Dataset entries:
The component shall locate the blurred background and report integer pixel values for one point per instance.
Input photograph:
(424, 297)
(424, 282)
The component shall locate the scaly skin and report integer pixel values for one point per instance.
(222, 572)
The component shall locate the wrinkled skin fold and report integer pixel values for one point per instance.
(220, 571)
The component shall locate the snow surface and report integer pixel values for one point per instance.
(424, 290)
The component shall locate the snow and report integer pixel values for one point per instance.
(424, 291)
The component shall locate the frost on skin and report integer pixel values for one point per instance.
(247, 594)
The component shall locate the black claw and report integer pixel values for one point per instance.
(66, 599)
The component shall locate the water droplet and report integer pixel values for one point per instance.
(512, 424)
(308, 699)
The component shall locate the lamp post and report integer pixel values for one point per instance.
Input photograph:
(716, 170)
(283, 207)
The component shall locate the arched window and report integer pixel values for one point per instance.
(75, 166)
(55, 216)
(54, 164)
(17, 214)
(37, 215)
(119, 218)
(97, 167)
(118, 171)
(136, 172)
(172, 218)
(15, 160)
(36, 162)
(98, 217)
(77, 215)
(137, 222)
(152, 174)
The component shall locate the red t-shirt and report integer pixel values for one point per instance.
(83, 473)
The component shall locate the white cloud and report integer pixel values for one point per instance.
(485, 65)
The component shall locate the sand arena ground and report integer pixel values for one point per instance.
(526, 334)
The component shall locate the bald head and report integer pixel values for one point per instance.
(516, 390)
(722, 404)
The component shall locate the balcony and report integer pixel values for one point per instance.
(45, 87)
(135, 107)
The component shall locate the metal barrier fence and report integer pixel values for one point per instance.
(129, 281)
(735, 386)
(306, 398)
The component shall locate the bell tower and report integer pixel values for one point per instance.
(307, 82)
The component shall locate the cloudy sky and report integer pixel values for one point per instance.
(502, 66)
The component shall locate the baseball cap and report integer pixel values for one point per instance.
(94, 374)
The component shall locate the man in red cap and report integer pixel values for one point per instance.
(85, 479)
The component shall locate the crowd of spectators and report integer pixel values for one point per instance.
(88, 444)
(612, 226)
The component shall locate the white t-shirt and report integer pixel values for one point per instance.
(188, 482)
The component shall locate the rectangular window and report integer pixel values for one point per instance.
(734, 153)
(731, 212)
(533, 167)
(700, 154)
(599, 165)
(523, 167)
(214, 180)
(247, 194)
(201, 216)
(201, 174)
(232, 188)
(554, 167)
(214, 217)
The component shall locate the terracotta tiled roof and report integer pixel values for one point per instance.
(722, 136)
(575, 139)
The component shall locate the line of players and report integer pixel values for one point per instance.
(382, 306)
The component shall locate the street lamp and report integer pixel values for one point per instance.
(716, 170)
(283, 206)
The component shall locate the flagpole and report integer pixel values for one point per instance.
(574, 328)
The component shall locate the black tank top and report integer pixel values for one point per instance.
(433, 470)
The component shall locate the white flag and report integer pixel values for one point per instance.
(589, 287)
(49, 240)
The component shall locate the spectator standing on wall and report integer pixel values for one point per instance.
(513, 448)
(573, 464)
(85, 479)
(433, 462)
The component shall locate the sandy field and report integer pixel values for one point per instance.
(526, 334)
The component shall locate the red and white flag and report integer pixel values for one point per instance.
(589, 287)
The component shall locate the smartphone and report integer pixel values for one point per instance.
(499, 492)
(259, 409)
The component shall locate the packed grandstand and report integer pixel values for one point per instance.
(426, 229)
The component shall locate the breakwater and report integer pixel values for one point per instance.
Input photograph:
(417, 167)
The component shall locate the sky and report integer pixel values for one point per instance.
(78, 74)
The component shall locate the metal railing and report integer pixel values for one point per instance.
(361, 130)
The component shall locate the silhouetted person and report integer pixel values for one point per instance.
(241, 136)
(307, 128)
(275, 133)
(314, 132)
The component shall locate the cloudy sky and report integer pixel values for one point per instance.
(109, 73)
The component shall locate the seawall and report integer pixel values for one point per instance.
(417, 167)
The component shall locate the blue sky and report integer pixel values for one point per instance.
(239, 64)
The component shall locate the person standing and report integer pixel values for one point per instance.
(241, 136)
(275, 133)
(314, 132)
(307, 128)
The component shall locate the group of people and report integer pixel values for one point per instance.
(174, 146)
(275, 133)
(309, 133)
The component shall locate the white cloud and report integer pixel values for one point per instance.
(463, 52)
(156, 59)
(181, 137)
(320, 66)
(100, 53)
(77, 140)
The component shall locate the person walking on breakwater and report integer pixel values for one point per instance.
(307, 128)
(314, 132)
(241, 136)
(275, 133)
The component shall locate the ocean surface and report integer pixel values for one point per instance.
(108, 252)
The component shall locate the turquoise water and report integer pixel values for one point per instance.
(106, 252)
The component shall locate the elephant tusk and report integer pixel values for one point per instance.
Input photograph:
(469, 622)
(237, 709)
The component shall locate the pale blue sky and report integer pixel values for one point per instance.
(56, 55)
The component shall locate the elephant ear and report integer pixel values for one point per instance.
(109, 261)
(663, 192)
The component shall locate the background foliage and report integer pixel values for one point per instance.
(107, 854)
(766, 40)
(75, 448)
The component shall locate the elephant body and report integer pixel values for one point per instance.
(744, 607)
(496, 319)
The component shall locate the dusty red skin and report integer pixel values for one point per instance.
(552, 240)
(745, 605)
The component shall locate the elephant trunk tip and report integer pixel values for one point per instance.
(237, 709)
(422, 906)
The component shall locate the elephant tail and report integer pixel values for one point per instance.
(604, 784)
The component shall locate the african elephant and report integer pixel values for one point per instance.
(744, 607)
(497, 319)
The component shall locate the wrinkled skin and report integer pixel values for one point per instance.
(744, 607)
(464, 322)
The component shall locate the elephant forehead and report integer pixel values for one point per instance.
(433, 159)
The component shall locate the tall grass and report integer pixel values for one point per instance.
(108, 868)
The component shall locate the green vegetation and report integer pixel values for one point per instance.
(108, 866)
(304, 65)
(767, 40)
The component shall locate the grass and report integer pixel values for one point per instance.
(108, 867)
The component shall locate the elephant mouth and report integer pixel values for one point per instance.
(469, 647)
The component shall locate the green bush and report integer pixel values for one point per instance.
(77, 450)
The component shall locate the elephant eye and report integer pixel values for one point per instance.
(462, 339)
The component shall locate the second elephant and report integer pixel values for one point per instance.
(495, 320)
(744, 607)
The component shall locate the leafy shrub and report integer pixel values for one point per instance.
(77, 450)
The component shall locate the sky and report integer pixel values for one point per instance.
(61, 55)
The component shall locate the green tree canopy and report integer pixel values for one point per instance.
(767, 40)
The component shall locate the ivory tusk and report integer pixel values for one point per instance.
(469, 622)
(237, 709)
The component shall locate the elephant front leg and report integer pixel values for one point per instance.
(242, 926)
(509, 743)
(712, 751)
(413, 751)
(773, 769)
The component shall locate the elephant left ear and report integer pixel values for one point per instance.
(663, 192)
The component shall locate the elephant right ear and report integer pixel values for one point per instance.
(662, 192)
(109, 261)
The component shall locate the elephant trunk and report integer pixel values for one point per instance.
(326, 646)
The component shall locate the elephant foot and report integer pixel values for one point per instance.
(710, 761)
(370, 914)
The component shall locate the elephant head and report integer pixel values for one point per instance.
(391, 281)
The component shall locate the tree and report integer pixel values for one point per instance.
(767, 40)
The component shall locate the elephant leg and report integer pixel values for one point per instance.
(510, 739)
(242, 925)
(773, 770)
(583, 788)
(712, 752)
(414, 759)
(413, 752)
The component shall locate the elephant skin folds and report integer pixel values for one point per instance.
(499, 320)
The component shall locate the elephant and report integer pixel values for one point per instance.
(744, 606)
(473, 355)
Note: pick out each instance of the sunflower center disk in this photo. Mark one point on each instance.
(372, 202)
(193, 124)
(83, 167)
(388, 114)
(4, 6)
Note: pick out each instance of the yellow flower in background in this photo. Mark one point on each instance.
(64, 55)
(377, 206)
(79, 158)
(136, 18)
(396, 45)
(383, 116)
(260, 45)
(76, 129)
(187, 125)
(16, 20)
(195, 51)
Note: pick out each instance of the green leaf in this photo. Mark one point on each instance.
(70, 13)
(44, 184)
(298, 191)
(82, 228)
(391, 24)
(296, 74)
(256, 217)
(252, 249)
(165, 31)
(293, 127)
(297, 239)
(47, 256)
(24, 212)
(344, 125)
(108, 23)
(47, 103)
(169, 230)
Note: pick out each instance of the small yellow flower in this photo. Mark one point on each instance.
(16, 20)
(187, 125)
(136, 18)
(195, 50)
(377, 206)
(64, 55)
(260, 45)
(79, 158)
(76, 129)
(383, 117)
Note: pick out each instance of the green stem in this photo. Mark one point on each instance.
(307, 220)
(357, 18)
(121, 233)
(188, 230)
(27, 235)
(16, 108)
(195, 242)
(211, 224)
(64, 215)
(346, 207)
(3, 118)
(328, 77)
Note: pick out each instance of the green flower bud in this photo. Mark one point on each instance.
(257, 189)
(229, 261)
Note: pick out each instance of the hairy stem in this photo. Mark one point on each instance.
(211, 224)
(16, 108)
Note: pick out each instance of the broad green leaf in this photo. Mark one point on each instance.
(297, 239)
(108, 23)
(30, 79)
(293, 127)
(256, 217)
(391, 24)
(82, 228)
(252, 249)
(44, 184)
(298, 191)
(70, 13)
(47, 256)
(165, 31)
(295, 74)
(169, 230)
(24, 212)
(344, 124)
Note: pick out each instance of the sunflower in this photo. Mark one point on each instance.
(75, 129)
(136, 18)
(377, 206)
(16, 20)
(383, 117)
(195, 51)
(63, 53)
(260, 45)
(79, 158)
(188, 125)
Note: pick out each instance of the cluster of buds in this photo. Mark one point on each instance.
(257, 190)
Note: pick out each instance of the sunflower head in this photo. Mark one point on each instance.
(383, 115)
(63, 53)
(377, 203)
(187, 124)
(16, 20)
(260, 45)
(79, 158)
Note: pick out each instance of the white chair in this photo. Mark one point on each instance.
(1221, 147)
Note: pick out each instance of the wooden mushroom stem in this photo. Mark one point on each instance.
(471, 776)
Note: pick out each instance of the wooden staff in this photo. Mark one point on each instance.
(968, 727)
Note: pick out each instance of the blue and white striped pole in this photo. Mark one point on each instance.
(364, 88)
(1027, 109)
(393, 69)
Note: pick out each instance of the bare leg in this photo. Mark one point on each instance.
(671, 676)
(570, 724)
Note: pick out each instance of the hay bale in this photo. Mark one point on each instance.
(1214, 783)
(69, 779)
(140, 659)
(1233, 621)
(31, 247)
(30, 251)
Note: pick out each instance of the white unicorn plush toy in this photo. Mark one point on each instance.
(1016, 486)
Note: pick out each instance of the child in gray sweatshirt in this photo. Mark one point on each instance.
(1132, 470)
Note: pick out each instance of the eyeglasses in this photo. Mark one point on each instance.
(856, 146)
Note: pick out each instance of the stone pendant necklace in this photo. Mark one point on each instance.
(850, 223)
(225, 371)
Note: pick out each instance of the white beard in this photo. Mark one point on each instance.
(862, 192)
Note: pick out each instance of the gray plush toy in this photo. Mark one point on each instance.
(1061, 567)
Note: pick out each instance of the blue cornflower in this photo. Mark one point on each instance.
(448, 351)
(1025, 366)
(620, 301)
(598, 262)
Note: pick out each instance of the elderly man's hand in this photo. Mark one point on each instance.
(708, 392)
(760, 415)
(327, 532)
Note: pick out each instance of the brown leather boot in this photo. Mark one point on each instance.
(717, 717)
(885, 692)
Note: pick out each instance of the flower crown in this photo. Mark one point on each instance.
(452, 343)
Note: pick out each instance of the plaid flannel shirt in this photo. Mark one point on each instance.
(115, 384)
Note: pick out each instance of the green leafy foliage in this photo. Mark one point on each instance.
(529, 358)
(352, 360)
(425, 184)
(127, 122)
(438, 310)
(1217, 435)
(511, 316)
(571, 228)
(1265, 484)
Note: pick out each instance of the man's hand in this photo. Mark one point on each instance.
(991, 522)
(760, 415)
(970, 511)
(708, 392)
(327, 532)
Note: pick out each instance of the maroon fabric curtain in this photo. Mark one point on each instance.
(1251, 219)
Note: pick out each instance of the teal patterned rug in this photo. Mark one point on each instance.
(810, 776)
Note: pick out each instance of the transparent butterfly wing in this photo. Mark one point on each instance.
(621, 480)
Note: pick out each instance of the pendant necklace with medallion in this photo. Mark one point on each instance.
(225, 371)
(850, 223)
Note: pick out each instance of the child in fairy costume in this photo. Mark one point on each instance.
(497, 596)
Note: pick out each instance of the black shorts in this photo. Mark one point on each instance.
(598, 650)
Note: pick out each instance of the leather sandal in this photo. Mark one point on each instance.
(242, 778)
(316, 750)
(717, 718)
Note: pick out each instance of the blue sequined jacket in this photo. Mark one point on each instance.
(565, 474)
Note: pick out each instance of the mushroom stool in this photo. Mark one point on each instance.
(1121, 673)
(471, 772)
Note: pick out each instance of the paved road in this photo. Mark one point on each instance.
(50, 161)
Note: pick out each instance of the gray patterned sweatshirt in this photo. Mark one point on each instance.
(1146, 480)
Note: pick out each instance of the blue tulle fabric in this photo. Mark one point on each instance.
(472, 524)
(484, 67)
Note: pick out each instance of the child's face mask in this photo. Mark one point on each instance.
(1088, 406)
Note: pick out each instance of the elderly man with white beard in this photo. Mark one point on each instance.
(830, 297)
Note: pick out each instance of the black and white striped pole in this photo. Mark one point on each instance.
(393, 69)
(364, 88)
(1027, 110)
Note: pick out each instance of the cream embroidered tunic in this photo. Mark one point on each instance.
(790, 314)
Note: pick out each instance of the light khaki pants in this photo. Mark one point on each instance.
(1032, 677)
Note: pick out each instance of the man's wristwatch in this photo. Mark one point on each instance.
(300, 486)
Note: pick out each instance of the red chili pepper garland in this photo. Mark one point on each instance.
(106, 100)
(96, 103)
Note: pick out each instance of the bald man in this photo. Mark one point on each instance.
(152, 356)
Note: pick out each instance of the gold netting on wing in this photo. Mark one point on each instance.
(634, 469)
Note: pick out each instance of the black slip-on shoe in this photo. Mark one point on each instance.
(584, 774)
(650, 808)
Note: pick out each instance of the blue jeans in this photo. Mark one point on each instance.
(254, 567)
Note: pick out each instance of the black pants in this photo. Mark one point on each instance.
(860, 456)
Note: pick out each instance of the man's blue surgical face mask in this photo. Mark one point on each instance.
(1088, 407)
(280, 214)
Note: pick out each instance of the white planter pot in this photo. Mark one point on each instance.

Work to complete: Copy, word for word, the line that contains "Note: pick out each instance of the red" and every line after it through the end of the records, and nothing else.

Your response:
Note: pick out each instance of the red chili pepper garland in this photo. Mark one point on each instance.
(106, 100)
(96, 103)
Note: pick out each instance of the bald man in this photo. Mark one point on each instance.
(152, 356)
Note: pick out each instance of the gold netting on wing in this photo. Mark one point on each instance.
(634, 469)
Note: pick out each instance of the black slip-on shoe in this photo. Mark one point on each instance.
(584, 774)
(650, 808)
Note: pick out each instance of the blue jeans in this photo. Mark one point on each instance.
(254, 567)
Note: pick out each instance of the black pants in this photo. Mark one point on each instance.
(860, 456)
Note: pick out each instance of the man's blue surgical face mask in this photo. Mark one point on each instance.
(1088, 407)
(280, 214)
Note: pick out each instance of the white planter pot in this photo. Mark one point on each instance.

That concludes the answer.